Hi Ole,
On 28/09/2023 10:45, Ole Holm Nielsen wrote:
Dear Kenneth,
On 9/28/23 09:42, Kenneth Hoste wrote:
I suspect the problem is more with OpenBLAS than GCC.
OpenBLAS 0.3.20 probably doesn't detect AMD Genoa (Zen4) correctly
yet, and doesn't try to use AVX-512 instructions there.
OpenBLAS 0.3.21 detects Genoa, enbales AVX-512, but there's a bug in a
kernel being used.
I would try and see whether you observe any problems with more recent
OpenBLAS versions, like OpenBLAS-0.3.23-GCC-12.3.0.eb .
That version build correctly:
$ eb OpenBLAS-0.3.23-GCC-12.3.0.eb -r
(lines deleted)
== processing EasyBuild easyconfig
/home/modules/software/EasyBuild/4.8.1/easybuild/easyconfigs/o/OpenBLAS/OpenBLAS-0.3.23-GCC-12.3.0.eb
== building and installing OpenBLAS/0.3.23-GCC-12.3.0...
== fetching files...
== ... (took 6 secs)
== creating build dir, resetting environment...
== unpacking...
== patching...
== preparing...
== configuring...
== building...
== ... (took 57 secs)
== testing...
== ... (took 2 mins 34 secs)
== installing...
== ... (took 2 secs)
== taking care of extensions...
== restore after iterating...
== postprocessing...
== sanity checking...
== cleaning up...
== creating module...
== permissions...
== packaging...
== COMPLETED: Installation ended successfully (took 3 mins 42 secs)
== Results of the build can be found in the log file(s)
/home/modules/software/OpenBLAS/0.3.23-GCC-12.3.0/easybuild/easybuild-OpenBLAS-0.3.23-20230928.103500.log
== Build succeeded for 22 out of 22
If not, we may be able to trace down the fix and patch OpenBLAS 0.3.21
to fix the problem you're seeing...
So is there any hope that foss-2022b.eb with OpenBLAS/0.3.21-GCC-12.2.0
can be made to work correctly on AMD Genoa nodes?
Not seeing the problem with OpenBLAS 0.3.23 is encouraging, that
probably means a fix is hiding in either OpenBLAS 0.3.22 or 0.3.23 that
we may be able to backport to 0.3.21.

== == ==

## Set problem
From the OpenBLAS thread above, write out everything from "That version build" down to "dir, resetting environment...", word for word.

== == ==

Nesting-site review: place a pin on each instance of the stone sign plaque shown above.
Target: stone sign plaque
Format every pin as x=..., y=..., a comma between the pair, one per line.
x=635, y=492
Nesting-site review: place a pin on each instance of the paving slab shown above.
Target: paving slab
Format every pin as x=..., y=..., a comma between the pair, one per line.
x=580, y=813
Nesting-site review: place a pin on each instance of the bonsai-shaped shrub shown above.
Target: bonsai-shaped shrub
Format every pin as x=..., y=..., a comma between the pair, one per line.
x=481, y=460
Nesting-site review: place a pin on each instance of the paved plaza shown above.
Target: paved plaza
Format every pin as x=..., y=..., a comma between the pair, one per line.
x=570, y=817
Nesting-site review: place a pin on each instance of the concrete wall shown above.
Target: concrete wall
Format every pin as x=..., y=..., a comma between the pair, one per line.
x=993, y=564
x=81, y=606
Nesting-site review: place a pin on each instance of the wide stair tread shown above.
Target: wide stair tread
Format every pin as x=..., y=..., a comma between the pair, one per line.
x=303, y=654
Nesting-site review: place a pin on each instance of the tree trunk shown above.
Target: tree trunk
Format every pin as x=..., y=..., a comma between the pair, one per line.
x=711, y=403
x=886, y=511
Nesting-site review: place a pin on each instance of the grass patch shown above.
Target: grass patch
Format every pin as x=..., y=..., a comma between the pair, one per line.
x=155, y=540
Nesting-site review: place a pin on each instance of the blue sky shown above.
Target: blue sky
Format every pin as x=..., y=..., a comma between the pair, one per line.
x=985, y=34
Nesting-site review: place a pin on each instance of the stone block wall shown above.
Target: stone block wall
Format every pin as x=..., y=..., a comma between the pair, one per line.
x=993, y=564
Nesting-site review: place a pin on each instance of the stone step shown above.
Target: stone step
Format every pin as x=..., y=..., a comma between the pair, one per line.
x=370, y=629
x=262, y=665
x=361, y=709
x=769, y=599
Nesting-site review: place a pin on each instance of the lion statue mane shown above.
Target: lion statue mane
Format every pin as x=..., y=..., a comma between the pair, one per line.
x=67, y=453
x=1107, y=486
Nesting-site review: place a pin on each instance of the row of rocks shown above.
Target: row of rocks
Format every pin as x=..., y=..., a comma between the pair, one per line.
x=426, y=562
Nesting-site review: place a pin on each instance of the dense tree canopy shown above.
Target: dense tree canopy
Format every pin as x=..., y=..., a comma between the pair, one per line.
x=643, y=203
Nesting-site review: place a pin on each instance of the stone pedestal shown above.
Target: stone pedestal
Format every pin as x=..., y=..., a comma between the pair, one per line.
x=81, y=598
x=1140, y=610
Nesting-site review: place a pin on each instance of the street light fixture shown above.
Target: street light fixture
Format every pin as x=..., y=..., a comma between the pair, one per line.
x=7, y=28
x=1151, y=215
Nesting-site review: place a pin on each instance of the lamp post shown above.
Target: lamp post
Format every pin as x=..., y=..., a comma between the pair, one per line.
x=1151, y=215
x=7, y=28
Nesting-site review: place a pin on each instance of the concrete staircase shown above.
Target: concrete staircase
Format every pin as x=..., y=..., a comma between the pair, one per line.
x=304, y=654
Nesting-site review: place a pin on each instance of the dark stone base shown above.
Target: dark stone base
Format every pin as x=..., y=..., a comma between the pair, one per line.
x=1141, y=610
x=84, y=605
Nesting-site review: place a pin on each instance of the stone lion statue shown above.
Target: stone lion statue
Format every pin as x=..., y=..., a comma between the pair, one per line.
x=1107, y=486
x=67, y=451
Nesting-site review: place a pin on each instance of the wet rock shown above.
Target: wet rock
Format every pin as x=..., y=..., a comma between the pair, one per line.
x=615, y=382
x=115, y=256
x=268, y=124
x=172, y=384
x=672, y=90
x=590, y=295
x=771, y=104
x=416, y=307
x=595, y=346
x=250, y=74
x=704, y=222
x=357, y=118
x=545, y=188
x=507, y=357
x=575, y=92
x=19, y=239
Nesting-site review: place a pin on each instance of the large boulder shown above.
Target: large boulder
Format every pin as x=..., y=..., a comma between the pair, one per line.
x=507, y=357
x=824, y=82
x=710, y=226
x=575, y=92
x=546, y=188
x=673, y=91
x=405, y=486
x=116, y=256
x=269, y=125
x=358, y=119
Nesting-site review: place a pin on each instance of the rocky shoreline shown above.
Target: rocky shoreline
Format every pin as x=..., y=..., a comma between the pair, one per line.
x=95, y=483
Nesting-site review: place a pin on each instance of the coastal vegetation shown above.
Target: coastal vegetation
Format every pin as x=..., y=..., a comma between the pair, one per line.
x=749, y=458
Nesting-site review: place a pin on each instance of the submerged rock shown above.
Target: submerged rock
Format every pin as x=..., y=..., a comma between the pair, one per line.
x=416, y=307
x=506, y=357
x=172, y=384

== == ==

## Solved exercise
That version build correctly:
$ eb OpenBLAS-0.3.23-GCC-12.3.0.eb -r
(lines deleted)
== processing EasyBuild easyconfig
/home/modules/software/EasyBuild/4.8.1/easybuild/easyconfigs/o/OpenBLAS/OpenBLAS-0.3.23-GCC-12.3.0.eb
== building and installing OpenBLAS/0.3.23-GCC-12.3.0...
== fetching files...
== ... (took 6 secs)
== creating build dir, resetting environment...